▶ _Task statement_:
Your output must match the records below character for character.

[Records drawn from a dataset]
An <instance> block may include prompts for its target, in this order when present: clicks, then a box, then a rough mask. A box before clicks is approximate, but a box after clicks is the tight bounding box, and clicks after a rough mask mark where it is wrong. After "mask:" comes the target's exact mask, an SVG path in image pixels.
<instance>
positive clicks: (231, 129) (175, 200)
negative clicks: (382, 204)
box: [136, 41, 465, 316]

▶ _Exercise answer_:
An <instance> block may include prompts for its target, in this order when present: clicks, then a box, then a rough mask. A box before clicks is approximate, but a box after clicks is the tight bounding box, and clicks after a rough mask mark where it is wrong. After "mask:" comes the target's exact mask, an SVG path in image pixels.
<instance>
positive clicks: (231, 129) (175, 200)
negative clicks: (382, 204)
box: [136, 41, 465, 316]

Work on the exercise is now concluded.